--- What needs to be done ---
Copy word for word, and only, the lines below from the one with "Could you please spot the red" through the last.

BEGIN

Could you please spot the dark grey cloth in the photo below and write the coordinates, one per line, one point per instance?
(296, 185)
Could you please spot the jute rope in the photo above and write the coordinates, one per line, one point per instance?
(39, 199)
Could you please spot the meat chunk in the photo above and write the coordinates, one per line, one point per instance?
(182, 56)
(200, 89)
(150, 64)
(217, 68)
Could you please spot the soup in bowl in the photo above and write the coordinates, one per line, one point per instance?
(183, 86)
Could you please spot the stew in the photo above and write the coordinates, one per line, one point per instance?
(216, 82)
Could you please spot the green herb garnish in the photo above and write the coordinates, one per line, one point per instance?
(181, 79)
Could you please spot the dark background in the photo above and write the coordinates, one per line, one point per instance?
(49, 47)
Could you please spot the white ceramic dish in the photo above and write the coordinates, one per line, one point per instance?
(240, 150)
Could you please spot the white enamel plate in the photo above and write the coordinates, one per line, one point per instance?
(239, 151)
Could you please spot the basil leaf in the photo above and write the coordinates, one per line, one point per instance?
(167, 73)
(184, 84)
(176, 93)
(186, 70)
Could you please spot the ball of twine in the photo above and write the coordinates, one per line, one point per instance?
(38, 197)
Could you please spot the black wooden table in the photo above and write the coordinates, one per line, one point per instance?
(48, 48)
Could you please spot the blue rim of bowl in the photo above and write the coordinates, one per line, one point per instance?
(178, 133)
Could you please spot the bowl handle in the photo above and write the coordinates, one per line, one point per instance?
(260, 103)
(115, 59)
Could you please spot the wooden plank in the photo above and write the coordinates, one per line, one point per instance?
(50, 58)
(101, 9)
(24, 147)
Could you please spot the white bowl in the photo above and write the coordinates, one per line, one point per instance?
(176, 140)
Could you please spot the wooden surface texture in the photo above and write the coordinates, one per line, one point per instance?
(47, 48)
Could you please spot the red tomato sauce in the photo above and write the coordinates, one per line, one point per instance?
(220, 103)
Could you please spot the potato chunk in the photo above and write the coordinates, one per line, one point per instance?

END

--- Answer section ---
Could you please spot the red tomato sauce in the photo above and write the coordinates, one per line, one point per instance?
(220, 103)
Could you please spot the potato chunk in the photo above and write the coordinates, one per line, one point per instance?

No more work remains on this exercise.